Some records
[Begin]
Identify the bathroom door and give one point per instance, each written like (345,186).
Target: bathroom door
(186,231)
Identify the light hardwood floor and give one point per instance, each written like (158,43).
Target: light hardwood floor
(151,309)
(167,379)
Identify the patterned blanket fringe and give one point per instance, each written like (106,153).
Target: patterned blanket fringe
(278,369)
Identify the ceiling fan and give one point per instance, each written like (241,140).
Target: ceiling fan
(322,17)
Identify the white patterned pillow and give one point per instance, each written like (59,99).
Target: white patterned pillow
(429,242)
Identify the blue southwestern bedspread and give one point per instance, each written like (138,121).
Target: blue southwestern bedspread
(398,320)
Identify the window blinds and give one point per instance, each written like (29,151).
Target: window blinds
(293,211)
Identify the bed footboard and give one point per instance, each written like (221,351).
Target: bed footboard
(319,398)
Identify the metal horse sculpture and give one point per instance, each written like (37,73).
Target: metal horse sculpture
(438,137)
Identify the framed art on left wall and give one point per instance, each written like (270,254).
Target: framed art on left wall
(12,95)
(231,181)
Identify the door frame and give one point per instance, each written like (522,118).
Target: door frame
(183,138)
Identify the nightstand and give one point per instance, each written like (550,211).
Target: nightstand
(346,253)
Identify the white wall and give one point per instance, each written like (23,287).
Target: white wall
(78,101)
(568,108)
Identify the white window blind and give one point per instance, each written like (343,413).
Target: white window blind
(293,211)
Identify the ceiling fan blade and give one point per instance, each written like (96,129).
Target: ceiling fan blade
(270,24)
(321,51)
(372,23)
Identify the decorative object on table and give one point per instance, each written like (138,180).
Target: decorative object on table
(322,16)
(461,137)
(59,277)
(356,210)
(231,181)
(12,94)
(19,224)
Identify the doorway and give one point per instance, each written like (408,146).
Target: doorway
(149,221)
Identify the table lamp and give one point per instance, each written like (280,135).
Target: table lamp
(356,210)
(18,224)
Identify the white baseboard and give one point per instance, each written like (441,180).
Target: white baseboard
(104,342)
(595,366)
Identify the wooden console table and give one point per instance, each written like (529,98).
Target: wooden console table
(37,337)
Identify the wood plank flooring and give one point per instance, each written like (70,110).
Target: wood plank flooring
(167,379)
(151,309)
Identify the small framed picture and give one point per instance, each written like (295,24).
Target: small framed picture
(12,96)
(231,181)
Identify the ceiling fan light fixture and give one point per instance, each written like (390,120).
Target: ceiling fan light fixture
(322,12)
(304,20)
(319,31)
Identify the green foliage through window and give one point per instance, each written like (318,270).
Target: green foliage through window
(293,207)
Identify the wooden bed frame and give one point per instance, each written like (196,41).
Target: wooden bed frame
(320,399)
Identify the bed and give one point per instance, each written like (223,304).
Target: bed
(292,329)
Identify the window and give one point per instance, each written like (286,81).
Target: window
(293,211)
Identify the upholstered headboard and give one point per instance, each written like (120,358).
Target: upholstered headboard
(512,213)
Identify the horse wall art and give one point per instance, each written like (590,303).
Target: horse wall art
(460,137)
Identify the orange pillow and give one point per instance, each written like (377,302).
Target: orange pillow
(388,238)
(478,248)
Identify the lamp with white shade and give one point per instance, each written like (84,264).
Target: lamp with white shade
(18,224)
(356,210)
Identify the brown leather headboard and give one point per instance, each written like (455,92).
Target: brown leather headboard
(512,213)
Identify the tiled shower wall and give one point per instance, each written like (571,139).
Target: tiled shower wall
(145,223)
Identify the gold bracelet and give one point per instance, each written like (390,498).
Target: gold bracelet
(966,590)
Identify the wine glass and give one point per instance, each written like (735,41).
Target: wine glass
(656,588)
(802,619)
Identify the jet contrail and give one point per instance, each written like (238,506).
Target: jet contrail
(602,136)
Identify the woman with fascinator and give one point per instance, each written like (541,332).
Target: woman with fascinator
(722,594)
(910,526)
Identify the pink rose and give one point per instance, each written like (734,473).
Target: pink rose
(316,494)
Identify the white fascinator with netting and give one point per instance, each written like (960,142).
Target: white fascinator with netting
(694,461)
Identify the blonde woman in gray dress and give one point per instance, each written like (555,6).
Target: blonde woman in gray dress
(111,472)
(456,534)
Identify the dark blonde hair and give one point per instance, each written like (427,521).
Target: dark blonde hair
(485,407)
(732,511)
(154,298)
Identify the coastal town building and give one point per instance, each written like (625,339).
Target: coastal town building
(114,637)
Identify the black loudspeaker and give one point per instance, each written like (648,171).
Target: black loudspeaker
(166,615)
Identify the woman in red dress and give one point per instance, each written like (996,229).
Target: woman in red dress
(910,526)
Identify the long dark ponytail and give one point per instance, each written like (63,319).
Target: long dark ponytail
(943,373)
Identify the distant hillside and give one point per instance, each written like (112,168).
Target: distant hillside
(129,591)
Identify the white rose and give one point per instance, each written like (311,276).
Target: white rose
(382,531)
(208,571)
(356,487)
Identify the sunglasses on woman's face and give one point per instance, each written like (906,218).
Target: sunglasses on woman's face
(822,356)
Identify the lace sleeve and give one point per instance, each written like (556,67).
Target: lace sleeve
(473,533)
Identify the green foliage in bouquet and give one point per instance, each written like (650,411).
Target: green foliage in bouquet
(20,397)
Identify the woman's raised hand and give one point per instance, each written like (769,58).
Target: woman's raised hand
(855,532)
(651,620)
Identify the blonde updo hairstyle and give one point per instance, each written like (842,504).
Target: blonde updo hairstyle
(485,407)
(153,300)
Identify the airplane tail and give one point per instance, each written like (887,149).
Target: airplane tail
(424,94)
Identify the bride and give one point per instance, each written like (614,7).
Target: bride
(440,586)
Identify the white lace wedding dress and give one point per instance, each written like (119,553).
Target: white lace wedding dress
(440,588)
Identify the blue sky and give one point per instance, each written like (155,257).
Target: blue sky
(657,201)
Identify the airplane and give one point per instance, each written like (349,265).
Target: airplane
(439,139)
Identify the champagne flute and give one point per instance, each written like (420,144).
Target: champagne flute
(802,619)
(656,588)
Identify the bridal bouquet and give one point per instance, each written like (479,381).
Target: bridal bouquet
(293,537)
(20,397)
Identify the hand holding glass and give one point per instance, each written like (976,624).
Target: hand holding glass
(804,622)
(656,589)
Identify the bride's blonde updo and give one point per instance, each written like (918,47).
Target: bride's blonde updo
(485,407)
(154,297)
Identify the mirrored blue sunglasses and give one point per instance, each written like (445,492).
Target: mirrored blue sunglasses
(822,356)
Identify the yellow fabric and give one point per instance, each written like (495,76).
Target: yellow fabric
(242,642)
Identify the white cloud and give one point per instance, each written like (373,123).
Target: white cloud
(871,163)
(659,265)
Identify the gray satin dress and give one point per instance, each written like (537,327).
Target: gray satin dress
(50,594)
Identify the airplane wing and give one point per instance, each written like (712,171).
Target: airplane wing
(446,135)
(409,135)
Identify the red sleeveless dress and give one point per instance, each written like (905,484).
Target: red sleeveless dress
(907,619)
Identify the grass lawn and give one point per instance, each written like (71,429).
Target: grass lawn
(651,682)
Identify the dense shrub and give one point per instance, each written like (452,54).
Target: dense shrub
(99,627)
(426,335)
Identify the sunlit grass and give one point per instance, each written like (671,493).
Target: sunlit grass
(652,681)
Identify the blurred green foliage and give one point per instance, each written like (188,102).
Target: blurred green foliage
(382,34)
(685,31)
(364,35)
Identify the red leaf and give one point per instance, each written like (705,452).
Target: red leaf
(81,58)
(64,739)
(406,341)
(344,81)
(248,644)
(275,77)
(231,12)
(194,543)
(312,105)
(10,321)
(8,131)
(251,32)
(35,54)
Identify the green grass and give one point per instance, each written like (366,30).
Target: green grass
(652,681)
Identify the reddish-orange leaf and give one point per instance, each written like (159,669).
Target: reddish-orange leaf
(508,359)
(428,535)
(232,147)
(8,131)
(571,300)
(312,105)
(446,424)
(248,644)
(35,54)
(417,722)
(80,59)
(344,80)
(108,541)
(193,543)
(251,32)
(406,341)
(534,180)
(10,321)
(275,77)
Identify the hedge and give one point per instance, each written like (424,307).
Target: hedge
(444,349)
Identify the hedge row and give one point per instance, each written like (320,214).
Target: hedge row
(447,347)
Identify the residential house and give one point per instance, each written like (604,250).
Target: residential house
[End]
### WHAT IS ASKED
Copy word for word everything from the line containing "Identify the residential" down to the final line of the rows.

### EXERCISE OUTPUT
Identify the residential house and give one point per instance, each written like (604,250).
Target: residential house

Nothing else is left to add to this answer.